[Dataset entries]
-- Opening Marker --
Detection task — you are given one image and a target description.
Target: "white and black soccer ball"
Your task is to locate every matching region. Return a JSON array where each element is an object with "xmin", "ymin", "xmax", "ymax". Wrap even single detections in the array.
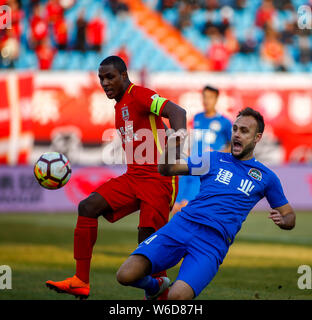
[{"xmin": 34, "ymin": 152, "xmax": 72, "ymax": 189}]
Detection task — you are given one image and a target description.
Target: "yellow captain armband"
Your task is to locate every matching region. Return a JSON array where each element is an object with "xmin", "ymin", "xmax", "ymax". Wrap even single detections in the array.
[{"xmin": 150, "ymin": 95, "xmax": 167, "ymax": 116}]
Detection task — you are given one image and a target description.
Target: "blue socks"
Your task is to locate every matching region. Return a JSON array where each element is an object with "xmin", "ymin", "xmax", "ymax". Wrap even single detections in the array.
[{"xmin": 131, "ymin": 275, "xmax": 159, "ymax": 295}]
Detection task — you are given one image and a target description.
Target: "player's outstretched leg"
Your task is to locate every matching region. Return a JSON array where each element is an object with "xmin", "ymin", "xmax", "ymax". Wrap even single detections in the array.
[
  {"xmin": 46, "ymin": 192, "xmax": 112, "ymax": 299},
  {"xmin": 117, "ymin": 255, "xmax": 171, "ymax": 300},
  {"xmin": 138, "ymin": 227, "xmax": 169, "ymax": 300},
  {"xmin": 167, "ymin": 280, "xmax": 194, "ymax": 300}
]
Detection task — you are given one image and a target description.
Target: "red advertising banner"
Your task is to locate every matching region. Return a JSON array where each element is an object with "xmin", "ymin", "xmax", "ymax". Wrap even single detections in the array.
[
  {"xmin": 0, "ymin": 72, "xmax": 311, "ymax": 166},
  {"xmin": 31, "ymin": 72, "xmax": 312, "ymax": 164},
  {"xmin": 0, "ymin": 73, "xmax": 33, "ymax": 164}
]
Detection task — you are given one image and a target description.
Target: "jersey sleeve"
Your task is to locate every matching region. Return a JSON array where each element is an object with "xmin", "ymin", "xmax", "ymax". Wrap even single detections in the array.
[
  {"xmin": 265, "ymin": 171, "xmax": 289, "ymax": 208},
  {"xmin": 187, "ymin": 151, "xmax": 213, "ymax": 176},
  {"xmin": 131, "ymin": 85, "xmax": 168, "ymax": 116}
]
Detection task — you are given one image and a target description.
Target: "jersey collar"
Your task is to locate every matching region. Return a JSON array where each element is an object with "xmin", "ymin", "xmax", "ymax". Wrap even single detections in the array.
[{"xmin": 229, "ymin": 153, "xmax": 256, "ymax": 165}]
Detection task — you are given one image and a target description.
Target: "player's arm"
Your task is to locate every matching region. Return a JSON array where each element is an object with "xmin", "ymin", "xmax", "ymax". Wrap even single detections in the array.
[
  {"xmin": 134, "ymin": 87, "xmax": 186, "ymax": 133},
  {"xmin": 158, "ymin": 131, "xmax": 189, "ymax": 176},
  {"xmin": 268, "ymin": 203, "xmax": 296, "ymax": 230},
  {"xmin": 161, "ymin": 101, "xmax": 186, "ymax": 132}
]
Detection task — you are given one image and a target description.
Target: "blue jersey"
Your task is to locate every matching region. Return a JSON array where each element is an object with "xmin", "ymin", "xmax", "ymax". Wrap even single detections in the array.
[
  {"xmin": 181, "ymin": 151, "xmax": 289, "ymax": 243},
  {"xmin": 192, "ymin": 112, "xmax": 232, "ymax": 155},
  {"xmin": 176, "ymin": 112, "xmax": 232, "ymax": 203}
]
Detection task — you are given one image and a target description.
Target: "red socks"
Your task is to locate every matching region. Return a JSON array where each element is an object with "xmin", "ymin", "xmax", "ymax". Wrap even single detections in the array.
[{"xmin": 74, "ymin": 216, "xmax": 98, "ymax": 284}]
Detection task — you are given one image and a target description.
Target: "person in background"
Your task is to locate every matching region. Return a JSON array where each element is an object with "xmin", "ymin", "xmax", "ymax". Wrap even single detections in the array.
[
  {"xmin": 115, "ymin": 45, "xmax": 130, "ymax": 68},
  {"xmin": 207, "ymin": 30, "xmax": 231, "ymax": 72},
  {"xmin": 29, "ymin": 4, "xmax": 49, "ymax": 49},
  {"xmin": 75, "ymin": 9, "xmax": 87, "ymax": 52},
  {"xmin": 53, "ymin": 15, "xmax": 68, "ymax": 50},
  {"xmin": 87, "ymin": 12, "xmax": 105, "ymax": 52},
  {"xmin": 0, "ymin": 29, "xmax": 20, "ymax": 68},
  {"xmin": 255, "ymin": 0, "xmax": 276, "ymax": 28},
  {"xmin": 45, "ymin": 0, "xmax": 64, "ymax": 25},
  {"xmin": 35, "ymin": 36, "xmax": 55, "ymax": 70},
  {"xmin": 260, "ymin": 25, "xmax": 288, "ymax": 71},
  {"xmin": 9, "ymin": 0, "xmax": 24, "ymax": 41},
  {"xmin": 172, "ymin": 85, "xmax": 232, "ymax": 214}
]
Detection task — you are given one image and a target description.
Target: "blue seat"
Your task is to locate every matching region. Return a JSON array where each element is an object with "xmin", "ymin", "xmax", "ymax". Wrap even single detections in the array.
[
  {"xmin": 52, "ymin": 51, "xmax": 69, "ymax": 70},
  {"xmin": 163, "ymin": 8, "xmax": 178, "ymax": 26}
]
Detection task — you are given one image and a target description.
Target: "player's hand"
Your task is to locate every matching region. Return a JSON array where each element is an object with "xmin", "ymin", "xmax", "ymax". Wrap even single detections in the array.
[
  {"xmin": 166, "ymin": 129, "xmax": 187, "ymax": 149},
  {"xmin": 268, "ymin": 209, "xmax": 285, "ymax": 227}
]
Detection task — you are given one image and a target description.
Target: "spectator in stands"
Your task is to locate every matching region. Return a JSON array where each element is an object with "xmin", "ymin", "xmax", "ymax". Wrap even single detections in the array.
[
  {"xmin": 240, "ymin": 29, "xmax": 258, "ymax": 54},
  {"xmin": 75, "ymin": 9, "xmax": 87, "ymax": 52},
  {"xmin": 46, "ymin": 0, "xmax": 64, "ymax": 25},
  {"xmin": 0, "ymin": 29, "xmax": 20, "ymax": 68},
  {"xmin": 260, "ymin": 26, "xmax": 288, "ymax": 71},
  {"xmin": 202, "ymin": 5, "xmax": 233, "ymax": 37},
  {"xmin": 234, "ymin": 0, "xmax": 246, "ymax": 10},
  {"xmin": 205, "ymin": 0, "xmax": 220, "ymax": 11},
  {"xmin": 176, "ymin": 1, "xmax": 193, "ymax": 30},
  {"xmin": 298, "ymin": 36, "xmax": 312, "ymax": 65},
  {"xmin": 116, "ymin": 45, "xmax": 130, "ymax": 68},
  {"xmin": 224, "ymin": 26, "xmax": 239, "ymax": 55},
  {"xmin": 280, "ymin": 21, "xmax": 296, "ymax": 45},
  {"xmin": 35, "ymin": 36, "xmax": 55, "ymax": 70},
  {"xmin": 87, "ymin": 13, "xmax": 105, "ymax": 52},
  {"xmin": 53, "ymin": 16, "xmax": 68, "ymax": 50},
  {"xmin": 207, "ymin": 30, "xmax": 231, "ymax": 71},
  {"xmin": 158, "ymin": 0, "xmax": 177, "ymax": 11},
  {"xmin": 108, "ymin": 0, "xmax": 129, "ymax": 15},
  {"xmin": 9, "ymin": 0, "xmax": 24, "ymax": 40},
  {"xmin": 29, "ymin": 4, "xmax": 49, "ymax": 49},
  {"xmin": 218, "ymin": 5, "xmax": 234, "ymax": 35},
  {"xmin": 256, "ymin": 0, "xmax": 276, "ymax": 29},
  {"xmin": 272, "ymin": 0, "xmax": 293, "ymax": 11}
]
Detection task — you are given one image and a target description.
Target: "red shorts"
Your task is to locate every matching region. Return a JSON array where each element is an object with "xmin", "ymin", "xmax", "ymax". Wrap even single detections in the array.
[{"xmin": 94, "ymin": 172, "xmax": 178, "ymax": 231}]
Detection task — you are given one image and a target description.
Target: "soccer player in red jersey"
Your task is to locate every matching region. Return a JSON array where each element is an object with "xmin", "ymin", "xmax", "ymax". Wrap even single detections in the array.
[{"xmin": 46, "ymin": 56, "xmax": 187, "ymax": 299}]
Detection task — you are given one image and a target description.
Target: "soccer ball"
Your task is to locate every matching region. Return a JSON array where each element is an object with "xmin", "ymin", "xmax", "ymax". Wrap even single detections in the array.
[{"xmin": 34, "ymin": 152, "xmax": 72, "ymax": 189}]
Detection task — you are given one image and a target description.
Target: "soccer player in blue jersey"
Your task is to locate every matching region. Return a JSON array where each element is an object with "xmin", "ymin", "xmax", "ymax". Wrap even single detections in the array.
[
  {"xmin": 116, "ymin": 107, "xmax": 296, "ymax": 300},
  {"xmin": 174, "ymin": 85, "xmax": 232, "ymax": 212}
]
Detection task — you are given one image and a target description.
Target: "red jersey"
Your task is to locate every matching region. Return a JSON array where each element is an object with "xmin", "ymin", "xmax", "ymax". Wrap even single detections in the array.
[{"xmin": 114, "ymin": 83, "xmax": 169, "ymax": 176}]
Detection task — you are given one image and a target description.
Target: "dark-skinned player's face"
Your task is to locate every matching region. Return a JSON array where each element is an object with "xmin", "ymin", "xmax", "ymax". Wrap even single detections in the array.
[
  {"xmin": 231, "ymin": 116, "xmax": 262, "ymax": 159},
  {"xmin": 98, "ymin": 64, "xmax": 127, "ymax": 100}
]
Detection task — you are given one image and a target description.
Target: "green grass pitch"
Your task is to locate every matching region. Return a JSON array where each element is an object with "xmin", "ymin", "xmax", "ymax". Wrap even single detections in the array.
[{"xmin": 0, "ymin": 211, "xmax": 312, "ymax": 300}]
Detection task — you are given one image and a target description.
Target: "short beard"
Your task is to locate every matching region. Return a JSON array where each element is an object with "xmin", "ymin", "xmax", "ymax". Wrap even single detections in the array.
[{"xmin": 231, "ymin": 141, "xmax": 255, "ymax": 160}]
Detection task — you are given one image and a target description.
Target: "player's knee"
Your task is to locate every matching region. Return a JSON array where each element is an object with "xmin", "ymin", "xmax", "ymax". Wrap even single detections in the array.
[
  {"xmin": 168, "ymin": 290, "xmax": 186, "ymax": 300},
  {"xmin": 168, "ymin": 287, "xmax": 194, "ymax": 300},
  {"xmin": 78, "ymin": 198, "xmax": 97, "ymax": 218},
  {"xmin": 116, "ymin": 267, "xmax": 135, "ymax": 286}
]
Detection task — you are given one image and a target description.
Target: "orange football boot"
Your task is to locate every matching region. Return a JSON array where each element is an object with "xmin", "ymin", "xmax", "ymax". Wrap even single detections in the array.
[{"xmin": 46, "ymin": 275, "xmax": 90, "ymax": 299}]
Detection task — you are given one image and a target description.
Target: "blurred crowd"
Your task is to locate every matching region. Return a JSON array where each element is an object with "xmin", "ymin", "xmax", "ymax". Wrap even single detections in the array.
[
  {"xmin": 0, "ymin": 0, "xmax": 311, "ymax": 71},
  {"xmin": 151, "ymin": 0, "xmax": 312, "ymax": 71},
  {"xmin": 0, "ymin": 0, "xmax": 129, "ymax": 69}
]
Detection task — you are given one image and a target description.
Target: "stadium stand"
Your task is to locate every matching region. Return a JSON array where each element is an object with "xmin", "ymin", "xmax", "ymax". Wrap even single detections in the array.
[{"xmin": 0, "ymin": 0, "xmax": 311, "ymax": 72}]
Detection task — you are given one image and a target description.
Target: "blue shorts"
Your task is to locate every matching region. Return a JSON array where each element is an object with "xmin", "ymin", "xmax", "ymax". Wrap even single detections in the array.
[{"xmin": 131, "ymin": 212, "xmax": 230, "ymax": 297}]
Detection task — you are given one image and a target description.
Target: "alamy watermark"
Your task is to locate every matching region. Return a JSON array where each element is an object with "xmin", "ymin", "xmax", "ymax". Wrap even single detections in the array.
[
  {"xmin": 101, "ymin": 125, "xmax": 212, "ymax": 175},
  {"xmin": 297, "ymin": 5, "xmax": 312, "ymax": 30},
  {"xmin": 0, "ymin": 5, "xmax": 11, "ymax": 29},
  {"xmin": 297, "ymin": 265, "xmax": 312, "ymax": 289},
  {"xmin": 0, "ymin": 265, "xmax": 12, "ymax": 290}
]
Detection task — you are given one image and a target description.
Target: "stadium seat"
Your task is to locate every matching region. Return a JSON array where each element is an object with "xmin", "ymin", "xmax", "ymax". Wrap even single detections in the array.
[{"xmin": 11, "ymin": 0, "xmax": 312, "ymax": 72}]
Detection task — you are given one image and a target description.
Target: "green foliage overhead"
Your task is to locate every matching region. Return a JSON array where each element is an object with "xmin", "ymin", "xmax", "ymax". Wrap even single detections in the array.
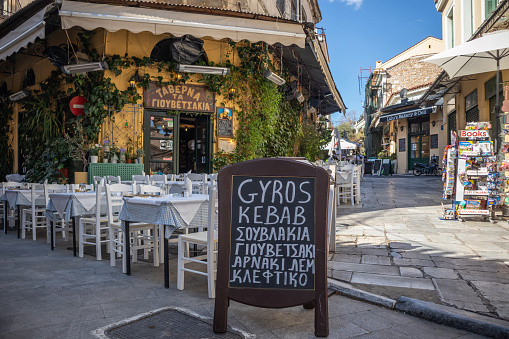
[
  {"xmin": 17, "ymin": 33, "xmax": 331, "ymax": 180},
  {"xmin": 0, "ymin": 99, "xmax": 14, "ymax": 180}
]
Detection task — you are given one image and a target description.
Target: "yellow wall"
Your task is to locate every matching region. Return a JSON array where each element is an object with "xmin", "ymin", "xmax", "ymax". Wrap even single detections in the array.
[
  {"xmin": 103, "ymin": 29, "xmax": 244, "ymax": 159},
  {"xmin": 396, "ymin": 119, "xmax": 408, "ymax": 173}
]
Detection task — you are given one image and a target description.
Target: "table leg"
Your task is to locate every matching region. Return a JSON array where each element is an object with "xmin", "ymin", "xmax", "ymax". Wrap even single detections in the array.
[
  {"xmin": 50, "ymin": 220, "xmax": 54, "ymax": 250},
  {"xmin": 72, "ymin": 217, "xmax": 77, "ymax": 257},
  {"xmin": 17, "ymin": 205, "xmax": 20, "ymax": 238},
  {"xmin": 164, "ymin": 230, "xmax": 169, "ymax": 289},
  {"xmin": 4, "ymin": 204, "xmax": 7, "ymax": 234},
  {"xmin": 125, "ymin": 221, "xmax": 131, "ymax": 276}
]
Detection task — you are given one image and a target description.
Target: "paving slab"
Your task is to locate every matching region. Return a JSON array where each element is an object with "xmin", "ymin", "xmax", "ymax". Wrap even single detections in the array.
[
  {"xmin": 400, "ymin": 267, "xmax": 423, "ymax": 278},
  {"xmin": 361, "ymin": 255, "xmax": 391, "ymax": 265},
  {"xmin": 350, "ymin": 272, "xmax": 434, "ymax": 290},
  {"xmin": 423, "ymin": 267, "xmax": 459, "ymax": 279},
  {"xmin": 328, "ymin": 261, "xmax": 400, "ymax": 276}
]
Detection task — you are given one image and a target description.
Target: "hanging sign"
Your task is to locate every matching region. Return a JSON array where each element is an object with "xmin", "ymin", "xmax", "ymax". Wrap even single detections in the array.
[
  {"xmin": 144, "ymin": 82, "xmax": 215, "ymax": 112},
  {"xmin": 214, "ymin": 158, "xmax": 329, "ymax": 337},
  {"xmin": 460, "ymin": 130, "xmax": 488, "ymax": 138},
  {"xmin": 217, "ymin": 107, "xmax": 233, "ymax": 137},
  {"xmin": 69, "ymin": 96, "xmax": 87, "ymax": 116}
]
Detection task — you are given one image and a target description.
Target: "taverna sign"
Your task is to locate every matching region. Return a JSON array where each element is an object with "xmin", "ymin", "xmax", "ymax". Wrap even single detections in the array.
[{"xmin": 144, "ymin": 82, "xmax": 215, "ymax": 112}]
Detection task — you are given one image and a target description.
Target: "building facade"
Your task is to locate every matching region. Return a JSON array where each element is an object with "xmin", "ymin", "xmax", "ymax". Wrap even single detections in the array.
[
  {"xmin": 364, "ymin": 36, "xmax": 444, "ymax": 173},
  {"xmin": 422, "ymin": 0, "xmax": 508, "ymax": 155},
  {"xmin": 0, "ymin": 0, "xmax": 346, "ymax": 181}
]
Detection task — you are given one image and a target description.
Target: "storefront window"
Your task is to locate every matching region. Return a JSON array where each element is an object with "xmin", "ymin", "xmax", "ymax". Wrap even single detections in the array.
[
  {"xmin": 149, "ymin": 116, "xmax": 174, "ymax": 174},
  {"xmin": 485, "ymin": 75, "xmax": 503, "ymax": 139},
  {"xmin": 465, "ymin": 89, "xmax": 478, "ymax": 111},
  {"xmin": 421, "ymin": 135, "xmax": 430, "ymax": 158},
  {"xmin": 448, "ymin": 110, "xmax": 457, "ymax": 145},
  {"xmin": 410, "ymin": 136, "xmax": 420, "ymax": 159}
]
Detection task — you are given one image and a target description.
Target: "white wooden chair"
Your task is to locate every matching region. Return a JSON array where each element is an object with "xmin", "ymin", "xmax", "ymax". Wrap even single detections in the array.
[
  {"xmin": 21, "ymin": 184, "xmax": 46, "ymax": 241},
  {"xmin": 137, "ymin": 184, "xmax": 161, "ymax": 195},
  {"xmin": 44, "ymin": 183, "xmax": 71, "ymax": 245},
  {"xmin": 336, "ymin": 166, "xmax": 361, "ymax": 206},
  {"xmin": 107, "ymin": 176, "xmax": 121, "ymax": 184},
  {"xmin": 1, "ymin": 182, "xmax": 23, "ymax": 230},
  {"xmin": 149, "ymin": 174, "xmax": 167, "ymax": 186},
  {"xmin": 184, "ymin": 173, "xmax": 207, "ymax": 194},
  {"xmin": 177, "ymin": 187, "xmax": 218, "ymax": 298},
  {"xmin": 78, "ymin": 185, "xmax": 109, "ymax": 260},
  {"xmin": 105, "ymin": 184, "xmax": 158, "ymax": 273},
  {"xmin": 132, "ymin": 175, "xmax": 149, "ymax": 185},
  {"xmin": 93, "ymin": 176, "xmax": 105, "ymax": 186}
]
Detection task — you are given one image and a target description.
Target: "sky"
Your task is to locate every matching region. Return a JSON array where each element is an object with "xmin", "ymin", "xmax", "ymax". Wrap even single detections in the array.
-- Closing Marker --
# WHAT YOU HAVE TO DO
Report all lines of the data above that include the string "blue".

# RESPONSE BOX
Target: "blue socks"
Target: "blue jersey"
Target: "blue seat"
Target: "soccer player in blue jersey"
Target: "blue shorts"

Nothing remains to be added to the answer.